— WHAT YOU NEED TO DO —
Rewrite the trial discussion between "What I remember" and "and drug arms.", inclusive, with "conf call" changed to "conference call".

— SOURCE TEXT —
Content starts

Third, I thought the inhaled antibiotics were continued throughout the phase 2 VX-809/Kalydeco trial. There was a presentation by Michael Boyle, MD with a slide showing baseline characteristics for the phase 2 study participants. The 600 mg VX-809/Kalydeco group had 86% on inhaled antibiotics and the placebo group had 91% on inhaled antibiotics. Stopping the inhaled antibiotics at any point during the study would add a confounding variable. The phase 3 Ataluren study showed it was more difficult to show improvement when patients are using inhaled antibiotics. Therefore the 6.7% improvement seen with those receiving the combo compared to placebo is more impressive if most of the patients were using inhaled antibiotics.
What I remember from the early May conf call is that the trial participants were on antibiotics during the monotherapy phase but off of it during the combo phase of the trial. CFers on antibiotics take it for a month and don't take it for a month. So, it was possible to synchronize the drug dosing to the antibiotic cycle. I don't remember who was saying at the cc, but he [speculated] that the reason the FEV1 of the placebo arm went down so much during the 2nd half of the trial was because the participants were off the antibiotics during the period.
In the coming Phase III trial the trial period would be 6 month or so, several antibiotics cycles can be put in, and the effects of taking antibiotics would be apparent both for the placebo and drug arms.

Content ends

(Records from a collection)
Content starts

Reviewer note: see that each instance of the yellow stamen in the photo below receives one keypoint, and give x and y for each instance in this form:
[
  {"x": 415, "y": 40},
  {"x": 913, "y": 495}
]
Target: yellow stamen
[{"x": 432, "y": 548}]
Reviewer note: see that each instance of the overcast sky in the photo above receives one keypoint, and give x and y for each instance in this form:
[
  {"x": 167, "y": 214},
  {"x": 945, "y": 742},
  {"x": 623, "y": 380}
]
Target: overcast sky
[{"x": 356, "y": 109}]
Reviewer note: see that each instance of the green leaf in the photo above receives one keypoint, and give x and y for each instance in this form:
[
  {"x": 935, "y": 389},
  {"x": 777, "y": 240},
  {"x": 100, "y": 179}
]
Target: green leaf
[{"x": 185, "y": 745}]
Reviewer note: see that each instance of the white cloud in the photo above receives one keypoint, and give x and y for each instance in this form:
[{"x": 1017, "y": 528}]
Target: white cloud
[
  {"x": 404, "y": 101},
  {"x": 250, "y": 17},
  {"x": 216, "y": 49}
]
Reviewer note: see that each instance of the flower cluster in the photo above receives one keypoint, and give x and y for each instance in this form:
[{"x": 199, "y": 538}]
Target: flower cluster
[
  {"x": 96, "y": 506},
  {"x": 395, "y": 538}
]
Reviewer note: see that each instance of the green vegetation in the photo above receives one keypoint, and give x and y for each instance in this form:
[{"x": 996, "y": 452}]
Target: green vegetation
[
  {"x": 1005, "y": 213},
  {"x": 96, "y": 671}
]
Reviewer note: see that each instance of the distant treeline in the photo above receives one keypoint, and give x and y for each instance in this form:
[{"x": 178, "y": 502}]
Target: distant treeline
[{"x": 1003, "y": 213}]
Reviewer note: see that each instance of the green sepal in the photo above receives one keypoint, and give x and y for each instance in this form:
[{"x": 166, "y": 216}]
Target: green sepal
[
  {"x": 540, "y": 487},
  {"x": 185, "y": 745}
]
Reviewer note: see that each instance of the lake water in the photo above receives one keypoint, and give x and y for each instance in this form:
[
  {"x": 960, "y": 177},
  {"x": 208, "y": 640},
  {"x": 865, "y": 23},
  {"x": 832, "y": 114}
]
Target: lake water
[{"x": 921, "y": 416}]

Content ends

— THE COMPLETED TASK —
What I remember from the early May conference call is that the trial participants were on antibiotics during the monotherapy phase but off of it during the combo phase of the trial. CFers on antibiotics take it for a month and don't take it for a month. So, it was possible to synchronize the drug dosing to the antibiotic cycle. I don't remember who was saying at the cc, but he [speculated] that the reason the FEV1 of the placebo arm went down so much during the 2nd half of the trial was because the participants were off the antibiotics during the period.
In the coming Phase III trial the trial period would be 6 month or so, several antibiotics cycles can be put in, and the effects of taking antibiotics would be apparent both for the placebo and drug arms.